SUPPLIED MATERIAL:

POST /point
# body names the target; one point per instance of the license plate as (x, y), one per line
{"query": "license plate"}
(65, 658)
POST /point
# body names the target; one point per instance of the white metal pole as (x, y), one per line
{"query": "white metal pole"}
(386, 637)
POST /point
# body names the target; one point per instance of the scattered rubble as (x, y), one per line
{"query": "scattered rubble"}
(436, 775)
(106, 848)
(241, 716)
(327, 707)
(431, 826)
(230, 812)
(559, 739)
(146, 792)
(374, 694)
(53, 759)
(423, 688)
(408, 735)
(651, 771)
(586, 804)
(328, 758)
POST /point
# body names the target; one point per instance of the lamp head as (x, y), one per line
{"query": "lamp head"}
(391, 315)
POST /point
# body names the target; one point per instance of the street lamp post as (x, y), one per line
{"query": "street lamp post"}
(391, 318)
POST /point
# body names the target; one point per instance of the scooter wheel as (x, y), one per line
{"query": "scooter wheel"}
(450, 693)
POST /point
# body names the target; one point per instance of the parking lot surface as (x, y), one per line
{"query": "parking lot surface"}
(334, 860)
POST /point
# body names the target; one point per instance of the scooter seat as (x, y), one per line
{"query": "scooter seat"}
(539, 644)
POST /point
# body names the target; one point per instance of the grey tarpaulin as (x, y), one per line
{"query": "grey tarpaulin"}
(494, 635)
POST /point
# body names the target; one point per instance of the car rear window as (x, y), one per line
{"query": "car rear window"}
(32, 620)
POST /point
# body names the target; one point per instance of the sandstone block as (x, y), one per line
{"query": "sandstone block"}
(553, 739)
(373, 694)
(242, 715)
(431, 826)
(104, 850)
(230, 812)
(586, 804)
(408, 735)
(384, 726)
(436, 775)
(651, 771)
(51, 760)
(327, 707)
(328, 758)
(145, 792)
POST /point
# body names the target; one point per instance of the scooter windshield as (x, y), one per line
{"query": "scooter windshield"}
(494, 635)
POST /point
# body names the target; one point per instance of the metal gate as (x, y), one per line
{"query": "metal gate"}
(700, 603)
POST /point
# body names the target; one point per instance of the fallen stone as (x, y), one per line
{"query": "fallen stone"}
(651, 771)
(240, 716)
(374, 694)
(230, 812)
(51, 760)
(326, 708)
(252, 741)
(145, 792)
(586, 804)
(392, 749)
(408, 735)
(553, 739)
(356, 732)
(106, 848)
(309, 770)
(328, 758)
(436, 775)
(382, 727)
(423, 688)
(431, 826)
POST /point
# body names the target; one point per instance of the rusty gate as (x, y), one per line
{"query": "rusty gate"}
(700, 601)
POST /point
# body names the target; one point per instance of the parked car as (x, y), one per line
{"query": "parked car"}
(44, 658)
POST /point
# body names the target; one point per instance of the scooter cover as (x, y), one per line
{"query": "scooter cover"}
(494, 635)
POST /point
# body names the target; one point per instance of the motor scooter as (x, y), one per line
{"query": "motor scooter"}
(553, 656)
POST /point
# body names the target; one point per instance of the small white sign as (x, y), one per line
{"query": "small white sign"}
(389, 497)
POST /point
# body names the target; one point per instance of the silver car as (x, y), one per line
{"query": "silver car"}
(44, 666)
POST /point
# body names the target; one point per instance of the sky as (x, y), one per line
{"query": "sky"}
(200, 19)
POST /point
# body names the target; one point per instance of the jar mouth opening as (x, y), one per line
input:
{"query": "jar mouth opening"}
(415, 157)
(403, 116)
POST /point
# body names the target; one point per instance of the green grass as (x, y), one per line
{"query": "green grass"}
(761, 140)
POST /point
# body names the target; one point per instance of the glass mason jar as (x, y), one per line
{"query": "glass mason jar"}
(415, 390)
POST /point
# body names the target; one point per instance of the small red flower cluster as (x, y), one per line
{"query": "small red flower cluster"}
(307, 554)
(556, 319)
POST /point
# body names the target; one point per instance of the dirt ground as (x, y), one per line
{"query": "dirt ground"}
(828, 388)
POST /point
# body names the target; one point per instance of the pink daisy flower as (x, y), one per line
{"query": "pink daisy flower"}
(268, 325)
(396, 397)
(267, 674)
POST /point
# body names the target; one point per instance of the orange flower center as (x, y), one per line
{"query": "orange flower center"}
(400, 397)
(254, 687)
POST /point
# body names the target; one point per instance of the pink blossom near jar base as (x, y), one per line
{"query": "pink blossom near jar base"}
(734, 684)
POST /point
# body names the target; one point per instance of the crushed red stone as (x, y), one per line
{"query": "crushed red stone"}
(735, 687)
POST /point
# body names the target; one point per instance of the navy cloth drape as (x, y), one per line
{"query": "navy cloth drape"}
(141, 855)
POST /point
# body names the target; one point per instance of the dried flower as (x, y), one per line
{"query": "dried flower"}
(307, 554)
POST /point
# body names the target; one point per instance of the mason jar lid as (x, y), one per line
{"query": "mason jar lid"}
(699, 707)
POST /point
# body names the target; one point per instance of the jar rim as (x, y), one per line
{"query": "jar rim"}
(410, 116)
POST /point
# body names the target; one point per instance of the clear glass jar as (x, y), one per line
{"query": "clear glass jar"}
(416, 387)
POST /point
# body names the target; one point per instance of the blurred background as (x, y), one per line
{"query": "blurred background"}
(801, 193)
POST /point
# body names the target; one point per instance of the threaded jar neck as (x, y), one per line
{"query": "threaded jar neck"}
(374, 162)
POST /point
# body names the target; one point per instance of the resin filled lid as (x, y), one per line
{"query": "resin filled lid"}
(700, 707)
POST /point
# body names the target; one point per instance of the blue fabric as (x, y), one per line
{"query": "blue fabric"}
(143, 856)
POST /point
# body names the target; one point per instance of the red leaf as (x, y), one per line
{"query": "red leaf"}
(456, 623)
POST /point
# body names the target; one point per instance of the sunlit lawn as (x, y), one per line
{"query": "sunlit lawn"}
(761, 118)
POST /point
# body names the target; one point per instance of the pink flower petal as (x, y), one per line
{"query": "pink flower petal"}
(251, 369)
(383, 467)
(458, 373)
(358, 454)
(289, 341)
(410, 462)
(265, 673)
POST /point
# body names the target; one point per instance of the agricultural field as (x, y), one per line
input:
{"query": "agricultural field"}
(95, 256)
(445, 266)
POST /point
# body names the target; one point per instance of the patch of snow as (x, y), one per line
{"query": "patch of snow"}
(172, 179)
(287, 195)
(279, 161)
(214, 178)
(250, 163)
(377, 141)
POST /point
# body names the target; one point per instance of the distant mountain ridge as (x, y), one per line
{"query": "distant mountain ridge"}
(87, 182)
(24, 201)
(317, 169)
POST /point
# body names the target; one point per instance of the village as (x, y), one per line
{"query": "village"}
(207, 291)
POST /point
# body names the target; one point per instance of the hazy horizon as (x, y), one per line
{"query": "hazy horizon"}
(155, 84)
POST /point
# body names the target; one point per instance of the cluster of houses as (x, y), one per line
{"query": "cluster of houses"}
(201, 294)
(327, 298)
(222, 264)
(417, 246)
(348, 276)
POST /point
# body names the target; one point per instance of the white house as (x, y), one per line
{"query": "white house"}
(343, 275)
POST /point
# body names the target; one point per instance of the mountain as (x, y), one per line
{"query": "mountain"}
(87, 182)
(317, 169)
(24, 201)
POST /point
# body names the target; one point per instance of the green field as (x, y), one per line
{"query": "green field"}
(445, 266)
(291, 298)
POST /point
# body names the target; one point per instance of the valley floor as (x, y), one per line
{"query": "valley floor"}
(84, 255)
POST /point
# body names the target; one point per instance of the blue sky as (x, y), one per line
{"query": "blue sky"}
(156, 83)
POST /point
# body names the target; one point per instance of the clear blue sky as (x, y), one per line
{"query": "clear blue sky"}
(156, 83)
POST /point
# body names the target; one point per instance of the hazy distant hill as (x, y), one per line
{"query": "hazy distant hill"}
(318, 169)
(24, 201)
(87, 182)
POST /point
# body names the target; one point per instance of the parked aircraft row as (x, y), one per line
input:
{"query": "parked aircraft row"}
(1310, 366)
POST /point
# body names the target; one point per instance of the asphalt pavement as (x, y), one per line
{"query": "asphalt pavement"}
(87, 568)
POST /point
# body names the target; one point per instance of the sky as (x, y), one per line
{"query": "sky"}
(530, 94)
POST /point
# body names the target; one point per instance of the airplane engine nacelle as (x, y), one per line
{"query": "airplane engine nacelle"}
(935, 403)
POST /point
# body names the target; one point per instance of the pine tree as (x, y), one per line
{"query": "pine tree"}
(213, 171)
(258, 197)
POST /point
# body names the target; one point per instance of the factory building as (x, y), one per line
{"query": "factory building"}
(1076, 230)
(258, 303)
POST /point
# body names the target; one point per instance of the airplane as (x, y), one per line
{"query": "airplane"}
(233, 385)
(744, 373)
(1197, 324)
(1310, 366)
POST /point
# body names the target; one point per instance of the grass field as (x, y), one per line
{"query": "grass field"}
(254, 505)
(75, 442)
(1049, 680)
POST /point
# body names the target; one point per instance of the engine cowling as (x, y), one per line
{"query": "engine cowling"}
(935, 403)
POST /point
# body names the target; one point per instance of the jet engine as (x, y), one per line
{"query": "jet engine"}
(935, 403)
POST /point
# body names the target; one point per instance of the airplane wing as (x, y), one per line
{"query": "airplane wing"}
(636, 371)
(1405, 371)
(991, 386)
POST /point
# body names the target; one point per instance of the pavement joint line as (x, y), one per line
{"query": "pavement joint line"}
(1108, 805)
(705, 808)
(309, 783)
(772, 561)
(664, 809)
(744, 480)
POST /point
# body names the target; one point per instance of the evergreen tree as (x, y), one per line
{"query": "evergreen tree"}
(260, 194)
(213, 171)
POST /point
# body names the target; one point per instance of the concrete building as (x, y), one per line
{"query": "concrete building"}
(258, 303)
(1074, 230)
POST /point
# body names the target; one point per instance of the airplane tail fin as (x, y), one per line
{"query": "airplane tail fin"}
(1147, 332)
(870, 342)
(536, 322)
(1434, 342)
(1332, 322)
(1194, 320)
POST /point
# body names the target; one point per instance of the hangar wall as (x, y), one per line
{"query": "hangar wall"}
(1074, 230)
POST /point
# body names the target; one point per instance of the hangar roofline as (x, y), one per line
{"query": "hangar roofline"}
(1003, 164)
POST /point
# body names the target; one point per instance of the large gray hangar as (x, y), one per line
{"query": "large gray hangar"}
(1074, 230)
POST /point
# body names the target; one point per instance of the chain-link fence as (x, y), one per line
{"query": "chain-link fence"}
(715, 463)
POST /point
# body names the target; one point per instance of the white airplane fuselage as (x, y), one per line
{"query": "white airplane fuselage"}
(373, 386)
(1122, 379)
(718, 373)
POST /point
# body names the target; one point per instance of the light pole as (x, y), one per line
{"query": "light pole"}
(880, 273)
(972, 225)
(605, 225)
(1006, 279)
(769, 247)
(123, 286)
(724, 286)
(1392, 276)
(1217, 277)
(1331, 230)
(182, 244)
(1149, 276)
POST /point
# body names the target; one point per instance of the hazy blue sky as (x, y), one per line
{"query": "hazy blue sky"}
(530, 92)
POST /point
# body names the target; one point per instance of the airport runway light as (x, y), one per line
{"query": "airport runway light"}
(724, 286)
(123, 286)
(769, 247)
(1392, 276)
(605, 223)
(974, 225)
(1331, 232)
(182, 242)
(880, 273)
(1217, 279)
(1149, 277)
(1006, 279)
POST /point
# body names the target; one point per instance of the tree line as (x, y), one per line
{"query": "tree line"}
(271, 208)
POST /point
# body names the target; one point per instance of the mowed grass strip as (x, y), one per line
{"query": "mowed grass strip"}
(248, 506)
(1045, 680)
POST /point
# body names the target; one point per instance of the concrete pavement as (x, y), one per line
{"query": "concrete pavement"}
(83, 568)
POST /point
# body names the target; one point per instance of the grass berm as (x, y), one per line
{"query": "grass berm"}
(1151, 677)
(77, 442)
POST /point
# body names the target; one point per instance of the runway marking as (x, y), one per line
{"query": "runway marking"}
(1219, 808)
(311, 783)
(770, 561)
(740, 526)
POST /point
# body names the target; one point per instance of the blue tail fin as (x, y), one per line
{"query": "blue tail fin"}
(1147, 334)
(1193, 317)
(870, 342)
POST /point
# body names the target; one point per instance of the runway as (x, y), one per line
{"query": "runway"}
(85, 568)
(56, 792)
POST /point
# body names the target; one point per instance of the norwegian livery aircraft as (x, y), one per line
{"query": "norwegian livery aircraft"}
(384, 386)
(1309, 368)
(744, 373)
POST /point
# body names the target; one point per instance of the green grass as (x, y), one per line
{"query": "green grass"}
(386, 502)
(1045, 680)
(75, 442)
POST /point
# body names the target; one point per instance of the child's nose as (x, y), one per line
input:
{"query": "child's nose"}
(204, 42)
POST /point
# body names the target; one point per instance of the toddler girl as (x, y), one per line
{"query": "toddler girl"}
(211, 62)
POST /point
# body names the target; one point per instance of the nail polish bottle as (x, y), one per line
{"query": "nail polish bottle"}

EXERCISE GOAL:
Show every line in the records that contains the word "leaf".

RESPONSE:
# body names the target; one point per instance of the red leaf as (x, y), one per line
{"query": "red leaf"}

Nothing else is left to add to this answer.